- _EXERCISE BRIEF_:
Please reproduce the records below word for word, keeping every line in its original order.

- _GIVEN RECORDS_:
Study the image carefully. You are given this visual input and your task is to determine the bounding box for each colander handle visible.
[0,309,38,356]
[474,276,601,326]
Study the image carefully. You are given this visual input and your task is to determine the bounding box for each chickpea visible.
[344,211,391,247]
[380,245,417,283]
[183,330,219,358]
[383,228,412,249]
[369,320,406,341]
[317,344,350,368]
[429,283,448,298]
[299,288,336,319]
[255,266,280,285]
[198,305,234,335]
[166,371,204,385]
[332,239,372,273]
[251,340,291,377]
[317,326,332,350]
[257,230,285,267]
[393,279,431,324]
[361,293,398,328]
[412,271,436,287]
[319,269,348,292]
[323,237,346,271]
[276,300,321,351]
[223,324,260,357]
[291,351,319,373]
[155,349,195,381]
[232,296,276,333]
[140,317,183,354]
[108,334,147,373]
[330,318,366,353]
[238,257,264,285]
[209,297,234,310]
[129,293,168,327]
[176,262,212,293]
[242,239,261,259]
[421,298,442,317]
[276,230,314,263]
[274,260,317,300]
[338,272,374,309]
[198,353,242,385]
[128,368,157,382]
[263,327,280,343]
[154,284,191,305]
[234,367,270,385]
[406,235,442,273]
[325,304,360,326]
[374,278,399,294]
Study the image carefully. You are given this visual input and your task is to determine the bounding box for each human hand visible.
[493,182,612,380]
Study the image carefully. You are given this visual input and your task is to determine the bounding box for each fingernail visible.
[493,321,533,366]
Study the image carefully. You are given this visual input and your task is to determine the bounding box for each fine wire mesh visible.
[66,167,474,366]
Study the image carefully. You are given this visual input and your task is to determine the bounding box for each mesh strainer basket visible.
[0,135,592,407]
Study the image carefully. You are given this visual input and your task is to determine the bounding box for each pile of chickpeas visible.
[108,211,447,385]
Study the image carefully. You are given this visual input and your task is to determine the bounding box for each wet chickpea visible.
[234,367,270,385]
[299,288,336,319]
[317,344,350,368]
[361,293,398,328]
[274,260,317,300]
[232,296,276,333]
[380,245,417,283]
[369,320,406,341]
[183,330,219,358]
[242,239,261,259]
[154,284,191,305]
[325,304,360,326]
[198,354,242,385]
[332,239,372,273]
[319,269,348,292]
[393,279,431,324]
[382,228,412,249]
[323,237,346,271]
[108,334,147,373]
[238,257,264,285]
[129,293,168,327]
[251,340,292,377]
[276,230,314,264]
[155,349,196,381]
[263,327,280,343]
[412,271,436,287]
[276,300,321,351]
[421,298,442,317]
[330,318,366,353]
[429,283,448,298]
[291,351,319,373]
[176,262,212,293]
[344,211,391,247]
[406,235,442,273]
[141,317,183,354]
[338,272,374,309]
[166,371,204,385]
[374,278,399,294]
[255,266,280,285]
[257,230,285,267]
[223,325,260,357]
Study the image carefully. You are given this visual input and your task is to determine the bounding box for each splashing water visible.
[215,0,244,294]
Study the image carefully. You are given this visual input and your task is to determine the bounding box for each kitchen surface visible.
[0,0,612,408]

- _SOLUTION TO THE EXERCISE_:
Study the image carefully. You are given this visual input and your task is to determine the bounding box for each colander handle visible.
[0,309,38,356]
[474,276,601,326]
Study the image carefully. You are given this visual input and your task is to determine the bounding box for each chickpea visible.
[344,211,391,247]
[380,245,417,283]
[183,330,219,358]
[383,228,412,249]
[369,320,406,341]
[317,344,350,368]
[429,283,448,298]
[299,288,336,319]
[255,266,280,285]
[198,305,234,335]
[166,371,204,385]
[332,239,372,273]
[251,340,291,377]
[317,326,332,350]
[257,230,285,267]
[393,279,431,324]
[361,293,398,328]
[412,271,436,287]
[319,269,348,292]
[323,237,346,271]
[276,300,321,351]
[223,324,260,357]
[291,351,319,373]
[155,349,195,381]
[232,296,276,333]
[140,317,183,354]
[108,334,147,373]
[330,318,366,353]
[238,257,264,285]
[209,297,234,310]
[129,293,168,327]
[176,262,212,293]
[242,239,261,259]
[421,298,442,317]
[276,230,314,263]
[274,260,317,300]
[338,272,374,309]
[198,353,242,385]
[128,368,157,382]
[263,327,280,343]
[154,284,191,305]
[234,367,270,385]
[406,235,442,273]
[325,304,360,326]
[374,278,399,294]
Study the image carefully. You are given this visual input and your task is to determine the bounding box for each human hand visible.
[493,182,612,380]
Study the image carefully. You are given this visual input and your task is to determine the bounding box for each fingernail visible.
[493,321,533,366]
Study the image carefully. You are given this visual input and your task is to determine the bounding box for each fine wire mesh visible.
[66,167,474,366]
Study the image carefully. You are given this visual input and your task is to determine the bounding box for each mesh strainer basket visible.
[0,135,592,407]
Study the image carefully. You are given this visual input and your task is to determine the bounding box for each pile of chickpeas visible.
[108,211,447,385]
Study the image carefully. You are given this visual input and your task is to determine the bounding box for each wet chickpea visible.
[234,367,270,385]
[299,288,336,319]
[317,344,350,368]
[361,293,398,328]
[274,260,317,300]
[232,296,276,333]
[380,245,417,283]
[369,320,406,341]
[183,330,219,358]
[242,239,261,259]
[154,284,191,305]
[325,304,360,326]
[198,354,242,385]
[332,239,372,273]
[319,269,348,292]
[393,279,431,324]
[382,228,412,249]
[323,237,346,271]
[108,334,147,373]
[238,257,264,285]
[129,293,168,327]
[251,340,292,377]
[276,230,314,264]
[155,349,196,381]
[263,327,280,343]
[412,271,436,287]
[276,300,321,351]
[421,298,442,317]
[330,318,366,353]
[429,283,448,298]
[291,351,319,373]
[176,262,212,293]
[344,211,391,247]
[406,235,442,273]
[141,317,183,354]
[338,272,374,309]
[166,371,204,385]
[374,278,399,294]
[255,266,280,285]
[257,230,285,267]
[223,325,260,357]
Study the image carefully. You are given this visual input and your task is to determine the bounding box for each splashing water visible.
[215,0,244,294]
Study the image carefully. You are given this visual input and your task is to determine the bounding box for each kitchen surface visible.
[0,0,612,408]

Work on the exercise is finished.